* **EXERCISE**: In the page excerpt defining "U.S. Holder," what does the U.S. federal income tax treatment of a partner generally depend on when a partnership holds common shares?

* **PAGE EXCERPT**:
As used herein, “U.S. Holder” means a beneficial owner of common
shares that is (i) an individual who is a citizen or resident
of the United States for U.S. federal income tax purposes,
(ii) a corporation (or other entity taxable as a corporation
for U.S. federal tax purposes) created or organized under the laws
of the United States, any state thereof, or the District of
Columbia, (iii) an estate the income of which is subject to
U.S. federal income tax regardless of its source, or (iv) a
trust that (a) is subject to the primary supervision of a
court within the United States and for which one or more U.S.
persons have authority to control all substantial decisions or
(b) has a valid election in effect under applicable Treasury
Regulations to be treated as a U.S. person.
If a pass-through entity, including a partnership or other entity
taxable as a partnership for U.S. federal income tax purposes,
holds common shares, the U.S. federal income tax treatment of an
owner or partner generally will depend on the status of such owner
or partner and on the activities of the pass-through entity. A U.S.

* **EXTRACTED DATA**:

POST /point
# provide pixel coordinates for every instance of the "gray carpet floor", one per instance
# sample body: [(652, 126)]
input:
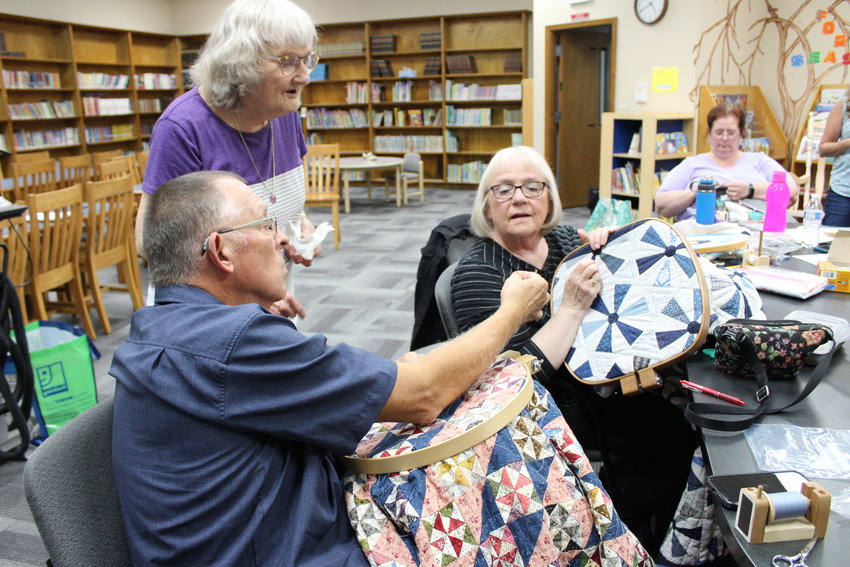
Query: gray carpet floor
[(361, 294)]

* **OUTPUT OF THE EXERCISE**: It depends on the status of the owner or partner and on the activities of the pass-through entity.